__Given request__
Write the records out again exactly, leaving no images in.

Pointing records
________________

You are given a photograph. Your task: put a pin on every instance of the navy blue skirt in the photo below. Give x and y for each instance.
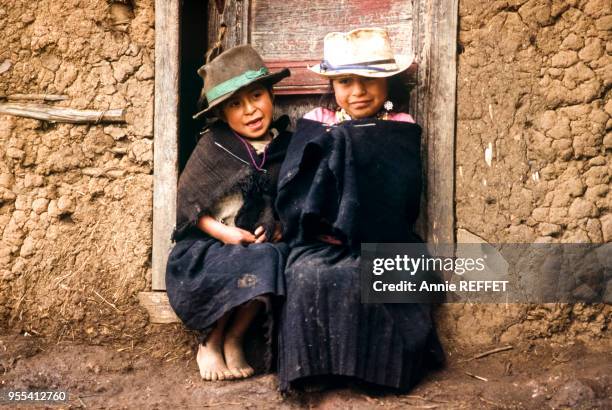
(326, 330)
(206, 279)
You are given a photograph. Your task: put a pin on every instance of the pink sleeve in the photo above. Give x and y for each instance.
(402, 117)
(321, 114)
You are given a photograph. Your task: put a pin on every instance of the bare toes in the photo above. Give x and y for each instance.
(237, 373)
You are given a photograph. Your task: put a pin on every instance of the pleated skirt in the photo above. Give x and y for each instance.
(206, 279)
(326, 330)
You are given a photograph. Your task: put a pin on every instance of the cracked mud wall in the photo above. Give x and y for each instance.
(76, 200)
(534, 120)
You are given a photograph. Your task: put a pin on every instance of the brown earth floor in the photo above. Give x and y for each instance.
(536, 375)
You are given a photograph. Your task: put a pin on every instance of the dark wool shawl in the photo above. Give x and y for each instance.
(220, 166)
(359, 180)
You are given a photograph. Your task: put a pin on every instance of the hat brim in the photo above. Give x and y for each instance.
(402, 63)
(269, 79)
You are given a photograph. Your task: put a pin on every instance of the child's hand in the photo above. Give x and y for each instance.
(236, 236)
(261, 236)
(227, 234)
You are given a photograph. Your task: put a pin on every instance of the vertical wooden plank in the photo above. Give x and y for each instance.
(165, 160)
(236, 18)
(436, 47)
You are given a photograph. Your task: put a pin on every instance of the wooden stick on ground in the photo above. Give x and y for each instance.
(476, 377)
(41, 97)
(487, 353)
(59, 114)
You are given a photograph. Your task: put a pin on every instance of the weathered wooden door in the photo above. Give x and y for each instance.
(289, 33)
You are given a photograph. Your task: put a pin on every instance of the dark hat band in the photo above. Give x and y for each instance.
(235, 83)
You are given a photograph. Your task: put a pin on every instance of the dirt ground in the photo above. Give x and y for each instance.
(159, 373)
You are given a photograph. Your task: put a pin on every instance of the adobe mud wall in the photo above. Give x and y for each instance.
(534, 81)
(76, 201)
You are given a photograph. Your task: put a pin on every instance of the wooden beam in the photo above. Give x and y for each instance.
(165, 162)
(62, 114)
(435, 42)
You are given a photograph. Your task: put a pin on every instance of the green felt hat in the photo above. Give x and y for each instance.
(232, 70)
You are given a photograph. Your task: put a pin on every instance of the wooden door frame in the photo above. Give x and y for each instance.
(435, 42)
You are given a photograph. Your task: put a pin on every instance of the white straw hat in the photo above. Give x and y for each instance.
(365, 51)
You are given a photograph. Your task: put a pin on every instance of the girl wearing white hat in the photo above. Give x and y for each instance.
(365, 78)
(352, 175)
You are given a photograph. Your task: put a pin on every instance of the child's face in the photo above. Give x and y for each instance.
(360, 97)
(249, 111)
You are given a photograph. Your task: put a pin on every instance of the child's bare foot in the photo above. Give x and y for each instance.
(234, 357)
(211, 363)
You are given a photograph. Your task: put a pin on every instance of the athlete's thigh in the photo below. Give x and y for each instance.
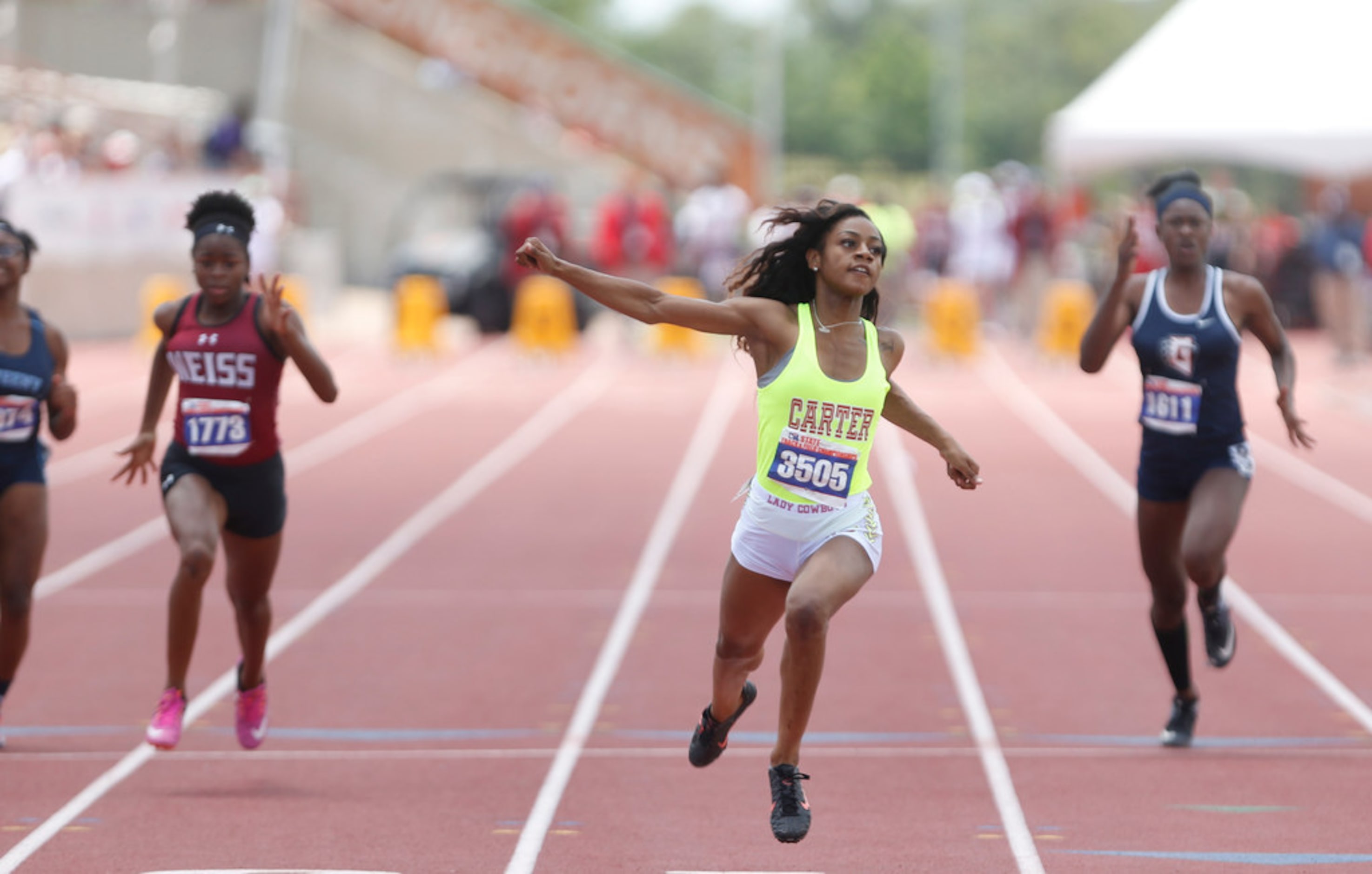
(195, 512)
(750, 604)
(250, 563)
(1161, 524)
(24, 534)
(1216, 505)
(832, 575)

________________

__Full output__
You are given a photograph. Your task: put a pin on every instance of the navy blue skirt in the photo below. Give x and y for each instance.
(326, 330)
(206, 279)
You are given a photograph. Your task: put a pin on every instance of the pink sleeve in the photo above. Give x and y for each instance.
(402, 117)
(321, 114)
You are given a photograph. Your task: put a pin on every instance of the bare toes in the photo above. Give x and y for each instance.
(237, 373)
You are given a photograph. Your task: put a pin on every instance of the pleated skirt in the photo above. Give x and y for each instance.
(206, 279)
(326, 330)
You are given a photograph. Your task: put a pin on every instance of the cracked mud wall in the photo above. Give x and y for each instance.
(76, 200)
(534, 120)
You are given a photograph. Your task: put a pin on every instance of the brown earth floor in the photo above. Give x and y for each instance.
(536, 375)
You are given a photograph. Your task: put a pin on every instance of the dark wool shawl in the photo above. Give x and y for each instance.
(220, 166)
(359, 180)
You are given a photograph. Your task: put a pin on every instance of the hat brim in the photo above. Give x and y for each instance.
(402, 63)
(269, 79)
You are given a photograph. Your task: put a pin on every instance of the child's hand in the photo above. Give x and y for each instance.
(236, 236)
(261, 236)
(227, 234)
You are given a photograph. Your task: put a pin on every instance of the vertical wooden plank in the photo above. Give x and y for each instance.
(165, 160)
(236, 18)
(436, 47)
You are given a photograph. Your task: put a pin on every instance of the wooden stick on ground in the photo above. Give x and y for each instance.
(476, 377)
(41, 97)
(487, 353)
(59, 114)
You are given a photograph. Your task: put a pin on every instance of the weathered wooden door in the photo above. Give x and y for each instance.
(289, 33)
You are given a photograph. Your task: put a pin on every instance of the dark hat band in the photo above. Give x and y for each instance.
(235, 83)
You are given a photograph. Your task: put a pin on every instance of the dirt ground in the photo above. Give x and y for each instance.
(159, 373)
You are given a photograph. Your task: put a pin on every instance of the adobe mud wall in the photo above. Give x and y for each instance.
(534, 81)
(76, 201)
You are given a photograph. Your task: put a pin on every instance of the wooden beam in the photo above. Give x and y for each instance.
(165, 162)
(62, 114)
(435, 42)
You are given a photograph. Your task: put a pin on every instance of the green felt hat in the photo above. Give x and y for each instance.
(232, 70)
You are given a photograph. Your task: put a pin on every instance of the wooden door frame in the photo above. Give x and y for each instance.
(435, 42)
You are given a photograph. Your task: put a pin on every instance of the white straw hat in the photo above. Give x and y for each instance.
(365, 51)
You are given a photograph. Your task: put a pin on every instance of the girl wearing white hat in the photo above. Give x and y for each instance.
(365, 78)
(352, 175)
You are given a photograph. Your task: put a pin on every instance of the child's face in the photo above. Give x and y for each instance.
(360, 97)
(249, 111)
You are given a photograph. Your task: put a pin on every instance of the child's bare foot in the photo above. Give x and y for each instance.
(234, 357)
(211, 363)
You are given a photograph. Your task: put a pin on every instance of the athlete's thigh in the photo below. Give x and y for each instance.
(195, 512)
(750, 604)
(250, 563)
(1161, 524)
(24, 534)
(1216, 505)
(832, 575)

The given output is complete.